(Saved entries)
--------------------

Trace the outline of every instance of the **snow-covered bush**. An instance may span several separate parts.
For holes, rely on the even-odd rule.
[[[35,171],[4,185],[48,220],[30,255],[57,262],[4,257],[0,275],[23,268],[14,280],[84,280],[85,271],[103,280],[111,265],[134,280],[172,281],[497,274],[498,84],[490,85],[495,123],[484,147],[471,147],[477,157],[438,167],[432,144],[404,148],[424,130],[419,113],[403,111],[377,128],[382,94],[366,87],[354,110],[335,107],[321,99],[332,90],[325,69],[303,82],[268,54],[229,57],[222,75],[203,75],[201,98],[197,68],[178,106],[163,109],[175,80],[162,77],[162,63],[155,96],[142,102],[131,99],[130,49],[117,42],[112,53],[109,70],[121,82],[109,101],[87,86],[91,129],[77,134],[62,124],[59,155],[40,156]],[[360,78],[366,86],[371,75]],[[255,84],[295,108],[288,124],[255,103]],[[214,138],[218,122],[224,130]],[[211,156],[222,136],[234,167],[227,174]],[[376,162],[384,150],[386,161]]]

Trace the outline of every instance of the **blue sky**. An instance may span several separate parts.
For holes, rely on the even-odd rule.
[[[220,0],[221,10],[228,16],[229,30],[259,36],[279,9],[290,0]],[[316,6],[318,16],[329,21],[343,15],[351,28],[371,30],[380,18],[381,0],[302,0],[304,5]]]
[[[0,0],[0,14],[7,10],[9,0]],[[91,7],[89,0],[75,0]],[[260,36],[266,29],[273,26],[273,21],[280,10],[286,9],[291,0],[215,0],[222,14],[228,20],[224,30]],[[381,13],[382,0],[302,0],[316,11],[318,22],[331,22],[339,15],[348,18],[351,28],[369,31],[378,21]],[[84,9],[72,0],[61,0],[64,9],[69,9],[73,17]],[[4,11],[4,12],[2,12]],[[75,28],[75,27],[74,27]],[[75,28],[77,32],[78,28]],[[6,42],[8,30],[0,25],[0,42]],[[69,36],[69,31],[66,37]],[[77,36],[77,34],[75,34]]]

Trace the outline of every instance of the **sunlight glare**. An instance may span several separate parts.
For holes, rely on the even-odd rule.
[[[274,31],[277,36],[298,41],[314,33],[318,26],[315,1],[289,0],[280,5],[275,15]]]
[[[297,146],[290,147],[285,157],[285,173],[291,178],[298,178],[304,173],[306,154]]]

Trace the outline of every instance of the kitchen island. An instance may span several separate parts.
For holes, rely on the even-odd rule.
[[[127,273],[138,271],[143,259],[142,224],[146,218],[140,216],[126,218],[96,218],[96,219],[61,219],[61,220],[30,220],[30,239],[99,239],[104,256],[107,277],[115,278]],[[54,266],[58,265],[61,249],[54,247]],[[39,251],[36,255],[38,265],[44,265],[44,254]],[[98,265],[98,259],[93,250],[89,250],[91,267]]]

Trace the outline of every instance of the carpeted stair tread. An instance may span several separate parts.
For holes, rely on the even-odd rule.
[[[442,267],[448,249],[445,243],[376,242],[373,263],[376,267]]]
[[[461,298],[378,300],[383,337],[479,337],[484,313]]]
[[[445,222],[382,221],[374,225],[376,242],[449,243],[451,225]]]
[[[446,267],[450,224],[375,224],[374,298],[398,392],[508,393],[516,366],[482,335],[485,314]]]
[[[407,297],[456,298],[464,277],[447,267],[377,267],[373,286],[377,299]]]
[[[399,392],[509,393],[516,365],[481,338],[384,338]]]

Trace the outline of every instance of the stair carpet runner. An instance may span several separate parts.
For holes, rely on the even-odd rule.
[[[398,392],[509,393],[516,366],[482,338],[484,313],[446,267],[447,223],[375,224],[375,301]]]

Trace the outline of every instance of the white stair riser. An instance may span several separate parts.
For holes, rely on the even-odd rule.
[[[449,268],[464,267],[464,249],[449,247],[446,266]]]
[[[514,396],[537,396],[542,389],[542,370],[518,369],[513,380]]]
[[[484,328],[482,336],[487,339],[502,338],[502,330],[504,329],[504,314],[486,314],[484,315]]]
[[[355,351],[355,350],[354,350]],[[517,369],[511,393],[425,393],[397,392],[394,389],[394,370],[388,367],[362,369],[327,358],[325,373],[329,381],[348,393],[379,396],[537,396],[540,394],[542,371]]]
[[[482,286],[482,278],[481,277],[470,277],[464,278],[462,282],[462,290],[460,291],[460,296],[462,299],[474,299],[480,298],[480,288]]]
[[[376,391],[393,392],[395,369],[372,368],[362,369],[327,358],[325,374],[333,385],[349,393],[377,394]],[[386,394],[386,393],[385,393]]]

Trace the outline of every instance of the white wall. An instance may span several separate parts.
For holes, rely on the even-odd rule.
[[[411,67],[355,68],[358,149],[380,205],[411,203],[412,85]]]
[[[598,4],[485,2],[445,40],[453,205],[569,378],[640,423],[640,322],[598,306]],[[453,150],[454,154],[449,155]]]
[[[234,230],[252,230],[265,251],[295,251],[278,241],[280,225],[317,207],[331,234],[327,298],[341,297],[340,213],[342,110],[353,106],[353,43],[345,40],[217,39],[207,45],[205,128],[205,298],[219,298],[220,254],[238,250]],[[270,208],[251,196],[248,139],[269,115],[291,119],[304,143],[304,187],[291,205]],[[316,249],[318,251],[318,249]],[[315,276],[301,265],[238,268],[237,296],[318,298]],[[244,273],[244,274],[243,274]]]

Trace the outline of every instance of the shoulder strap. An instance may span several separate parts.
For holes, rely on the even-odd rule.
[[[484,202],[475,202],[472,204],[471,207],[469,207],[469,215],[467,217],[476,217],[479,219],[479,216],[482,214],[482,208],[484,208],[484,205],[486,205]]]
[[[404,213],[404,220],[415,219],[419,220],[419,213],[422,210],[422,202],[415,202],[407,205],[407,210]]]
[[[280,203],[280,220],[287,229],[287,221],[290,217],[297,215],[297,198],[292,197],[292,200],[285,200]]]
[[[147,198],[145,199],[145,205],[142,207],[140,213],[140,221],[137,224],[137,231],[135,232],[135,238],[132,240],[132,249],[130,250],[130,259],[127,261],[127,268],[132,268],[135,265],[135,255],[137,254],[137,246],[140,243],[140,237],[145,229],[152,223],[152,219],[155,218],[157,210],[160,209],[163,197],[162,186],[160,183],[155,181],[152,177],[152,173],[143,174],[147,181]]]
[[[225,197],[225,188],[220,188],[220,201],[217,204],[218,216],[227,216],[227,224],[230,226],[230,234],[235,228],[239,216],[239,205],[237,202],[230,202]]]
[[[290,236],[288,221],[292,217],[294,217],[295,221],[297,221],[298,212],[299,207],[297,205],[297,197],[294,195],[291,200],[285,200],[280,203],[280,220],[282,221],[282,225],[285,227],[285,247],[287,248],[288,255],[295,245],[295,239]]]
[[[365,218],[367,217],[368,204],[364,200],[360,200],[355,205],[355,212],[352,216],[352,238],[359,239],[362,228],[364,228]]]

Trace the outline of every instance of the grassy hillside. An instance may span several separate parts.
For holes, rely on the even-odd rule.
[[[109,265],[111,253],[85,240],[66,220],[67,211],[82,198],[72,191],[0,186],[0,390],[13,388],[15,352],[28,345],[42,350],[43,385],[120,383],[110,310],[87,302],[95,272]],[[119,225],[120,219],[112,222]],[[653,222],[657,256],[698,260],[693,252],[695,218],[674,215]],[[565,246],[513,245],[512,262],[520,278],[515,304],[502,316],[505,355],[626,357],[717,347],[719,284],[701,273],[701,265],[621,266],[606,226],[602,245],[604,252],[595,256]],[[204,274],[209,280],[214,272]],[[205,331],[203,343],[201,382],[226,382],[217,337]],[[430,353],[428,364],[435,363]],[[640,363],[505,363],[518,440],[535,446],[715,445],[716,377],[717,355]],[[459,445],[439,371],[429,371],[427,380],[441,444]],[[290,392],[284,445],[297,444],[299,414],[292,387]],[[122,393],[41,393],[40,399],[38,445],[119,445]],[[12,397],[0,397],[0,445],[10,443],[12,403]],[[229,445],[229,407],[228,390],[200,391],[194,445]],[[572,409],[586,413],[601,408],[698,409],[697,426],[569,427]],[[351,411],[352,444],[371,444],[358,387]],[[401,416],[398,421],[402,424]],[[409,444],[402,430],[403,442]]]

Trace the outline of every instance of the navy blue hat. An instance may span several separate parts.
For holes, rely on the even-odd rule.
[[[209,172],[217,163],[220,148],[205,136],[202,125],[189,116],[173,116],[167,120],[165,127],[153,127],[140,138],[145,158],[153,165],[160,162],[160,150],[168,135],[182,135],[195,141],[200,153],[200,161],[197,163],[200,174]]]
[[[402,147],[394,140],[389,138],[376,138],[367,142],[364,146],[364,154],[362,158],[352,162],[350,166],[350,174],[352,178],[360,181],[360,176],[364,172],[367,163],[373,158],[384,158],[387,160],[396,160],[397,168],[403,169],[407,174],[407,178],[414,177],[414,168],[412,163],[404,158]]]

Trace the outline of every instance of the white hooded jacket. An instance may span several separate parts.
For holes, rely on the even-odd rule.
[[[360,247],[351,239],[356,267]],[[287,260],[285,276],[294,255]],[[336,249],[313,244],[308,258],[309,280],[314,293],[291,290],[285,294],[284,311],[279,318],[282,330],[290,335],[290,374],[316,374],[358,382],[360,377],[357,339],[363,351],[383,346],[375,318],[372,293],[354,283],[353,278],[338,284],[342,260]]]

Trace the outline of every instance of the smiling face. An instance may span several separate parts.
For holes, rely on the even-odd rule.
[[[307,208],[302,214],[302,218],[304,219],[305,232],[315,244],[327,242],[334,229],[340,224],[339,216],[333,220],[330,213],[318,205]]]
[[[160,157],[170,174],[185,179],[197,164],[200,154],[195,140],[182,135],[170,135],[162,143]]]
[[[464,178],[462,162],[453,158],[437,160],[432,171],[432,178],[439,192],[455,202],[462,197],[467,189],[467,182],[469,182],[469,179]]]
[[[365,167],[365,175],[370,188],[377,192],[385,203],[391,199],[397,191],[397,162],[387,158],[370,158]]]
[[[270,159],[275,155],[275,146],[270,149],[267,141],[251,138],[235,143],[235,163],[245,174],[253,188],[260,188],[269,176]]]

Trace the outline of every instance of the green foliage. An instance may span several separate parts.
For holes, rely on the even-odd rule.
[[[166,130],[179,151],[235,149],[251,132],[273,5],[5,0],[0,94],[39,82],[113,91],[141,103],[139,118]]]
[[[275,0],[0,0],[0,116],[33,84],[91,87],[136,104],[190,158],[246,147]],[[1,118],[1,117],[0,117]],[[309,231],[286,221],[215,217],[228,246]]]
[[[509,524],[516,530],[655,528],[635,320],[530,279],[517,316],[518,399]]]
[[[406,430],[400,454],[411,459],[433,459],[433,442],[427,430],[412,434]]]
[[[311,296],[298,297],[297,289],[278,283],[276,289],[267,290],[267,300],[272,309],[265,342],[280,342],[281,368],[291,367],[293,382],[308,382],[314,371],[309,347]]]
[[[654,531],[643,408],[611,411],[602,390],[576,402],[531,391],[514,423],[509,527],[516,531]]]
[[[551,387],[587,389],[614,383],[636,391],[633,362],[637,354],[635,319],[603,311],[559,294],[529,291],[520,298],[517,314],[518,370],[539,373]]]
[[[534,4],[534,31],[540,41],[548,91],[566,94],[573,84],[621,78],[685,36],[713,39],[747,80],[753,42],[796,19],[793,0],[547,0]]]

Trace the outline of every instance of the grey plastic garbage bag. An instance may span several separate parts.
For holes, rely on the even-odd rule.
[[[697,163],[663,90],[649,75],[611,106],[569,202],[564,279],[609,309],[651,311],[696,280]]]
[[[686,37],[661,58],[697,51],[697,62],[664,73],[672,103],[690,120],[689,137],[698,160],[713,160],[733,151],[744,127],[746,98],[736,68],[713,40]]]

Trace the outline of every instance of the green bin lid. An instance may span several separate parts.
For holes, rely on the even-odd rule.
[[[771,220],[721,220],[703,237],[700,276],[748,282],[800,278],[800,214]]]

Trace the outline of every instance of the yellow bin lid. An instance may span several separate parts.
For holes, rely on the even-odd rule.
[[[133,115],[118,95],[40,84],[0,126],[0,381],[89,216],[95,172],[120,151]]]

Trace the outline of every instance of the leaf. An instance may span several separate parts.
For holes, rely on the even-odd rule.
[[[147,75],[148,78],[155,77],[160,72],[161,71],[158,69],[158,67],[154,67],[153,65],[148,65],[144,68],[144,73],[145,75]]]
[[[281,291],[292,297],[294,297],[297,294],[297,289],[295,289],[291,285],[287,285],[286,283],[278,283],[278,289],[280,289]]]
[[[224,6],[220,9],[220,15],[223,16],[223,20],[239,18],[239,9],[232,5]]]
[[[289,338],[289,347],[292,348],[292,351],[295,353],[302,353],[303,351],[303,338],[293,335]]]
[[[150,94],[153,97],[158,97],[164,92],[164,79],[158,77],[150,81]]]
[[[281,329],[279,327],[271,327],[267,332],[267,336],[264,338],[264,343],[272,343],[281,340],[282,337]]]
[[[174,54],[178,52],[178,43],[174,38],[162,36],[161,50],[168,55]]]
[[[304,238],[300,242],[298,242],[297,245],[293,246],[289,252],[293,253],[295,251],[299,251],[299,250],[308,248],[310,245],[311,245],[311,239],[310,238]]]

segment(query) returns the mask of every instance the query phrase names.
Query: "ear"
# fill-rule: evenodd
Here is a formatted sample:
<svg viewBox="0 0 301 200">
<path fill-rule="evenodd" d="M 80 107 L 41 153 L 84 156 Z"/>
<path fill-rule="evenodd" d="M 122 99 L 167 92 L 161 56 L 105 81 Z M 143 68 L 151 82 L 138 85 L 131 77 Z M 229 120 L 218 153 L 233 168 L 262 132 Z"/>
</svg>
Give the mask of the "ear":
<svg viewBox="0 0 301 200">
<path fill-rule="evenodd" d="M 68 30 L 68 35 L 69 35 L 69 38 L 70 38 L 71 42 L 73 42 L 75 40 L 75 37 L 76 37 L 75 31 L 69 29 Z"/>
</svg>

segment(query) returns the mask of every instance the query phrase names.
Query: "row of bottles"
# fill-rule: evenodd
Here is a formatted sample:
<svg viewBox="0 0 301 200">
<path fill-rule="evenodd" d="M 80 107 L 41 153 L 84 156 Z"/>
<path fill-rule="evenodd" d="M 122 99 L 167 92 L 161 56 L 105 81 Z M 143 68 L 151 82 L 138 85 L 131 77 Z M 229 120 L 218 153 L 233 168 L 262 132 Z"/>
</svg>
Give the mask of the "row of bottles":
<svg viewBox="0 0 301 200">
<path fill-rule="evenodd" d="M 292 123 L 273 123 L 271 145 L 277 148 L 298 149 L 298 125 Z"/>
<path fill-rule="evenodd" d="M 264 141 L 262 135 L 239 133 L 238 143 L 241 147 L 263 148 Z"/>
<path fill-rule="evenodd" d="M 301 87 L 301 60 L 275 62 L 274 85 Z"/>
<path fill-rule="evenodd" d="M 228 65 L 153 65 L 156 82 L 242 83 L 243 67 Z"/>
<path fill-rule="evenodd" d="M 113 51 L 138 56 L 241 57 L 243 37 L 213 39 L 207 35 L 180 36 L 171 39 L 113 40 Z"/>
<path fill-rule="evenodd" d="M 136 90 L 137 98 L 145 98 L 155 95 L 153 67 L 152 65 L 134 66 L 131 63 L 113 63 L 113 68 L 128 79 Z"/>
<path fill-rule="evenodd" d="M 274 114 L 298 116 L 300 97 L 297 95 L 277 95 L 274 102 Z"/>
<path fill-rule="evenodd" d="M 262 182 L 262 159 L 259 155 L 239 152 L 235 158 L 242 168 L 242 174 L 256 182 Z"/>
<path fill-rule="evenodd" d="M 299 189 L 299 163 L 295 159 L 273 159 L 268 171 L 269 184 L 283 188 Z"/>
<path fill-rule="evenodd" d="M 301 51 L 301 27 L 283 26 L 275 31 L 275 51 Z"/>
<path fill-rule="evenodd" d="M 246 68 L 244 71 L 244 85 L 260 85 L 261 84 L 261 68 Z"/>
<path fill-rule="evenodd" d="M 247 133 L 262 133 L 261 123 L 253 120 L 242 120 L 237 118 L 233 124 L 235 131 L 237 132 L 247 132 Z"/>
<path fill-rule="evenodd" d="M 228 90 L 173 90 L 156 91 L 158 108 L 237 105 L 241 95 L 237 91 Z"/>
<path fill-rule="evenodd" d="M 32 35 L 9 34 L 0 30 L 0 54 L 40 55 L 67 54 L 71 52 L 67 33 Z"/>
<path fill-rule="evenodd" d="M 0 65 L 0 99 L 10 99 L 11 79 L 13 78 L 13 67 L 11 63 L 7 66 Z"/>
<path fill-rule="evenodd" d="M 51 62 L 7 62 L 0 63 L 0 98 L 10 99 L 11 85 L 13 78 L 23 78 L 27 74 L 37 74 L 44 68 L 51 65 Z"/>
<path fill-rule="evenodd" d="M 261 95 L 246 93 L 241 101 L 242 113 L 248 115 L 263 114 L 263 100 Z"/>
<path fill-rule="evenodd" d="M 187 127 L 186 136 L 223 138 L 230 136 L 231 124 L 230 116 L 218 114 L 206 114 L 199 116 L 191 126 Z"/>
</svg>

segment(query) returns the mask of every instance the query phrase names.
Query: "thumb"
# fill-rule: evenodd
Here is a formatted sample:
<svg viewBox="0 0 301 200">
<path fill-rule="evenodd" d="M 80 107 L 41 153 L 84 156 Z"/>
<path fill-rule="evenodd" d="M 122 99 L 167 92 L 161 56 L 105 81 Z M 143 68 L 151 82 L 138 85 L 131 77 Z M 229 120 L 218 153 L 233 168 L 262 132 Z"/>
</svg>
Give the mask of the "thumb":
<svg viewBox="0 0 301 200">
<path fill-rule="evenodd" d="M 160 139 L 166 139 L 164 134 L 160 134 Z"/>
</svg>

--------------------

§ Task objective
Your task is to list each line of the records with the word "blue".

§ Exercise response
Trace the outline of every instance of the **blue sky**. An instance may span several separate parts.
Trace the outline of every instance of the navy blue hat. An instance may span several separate parts.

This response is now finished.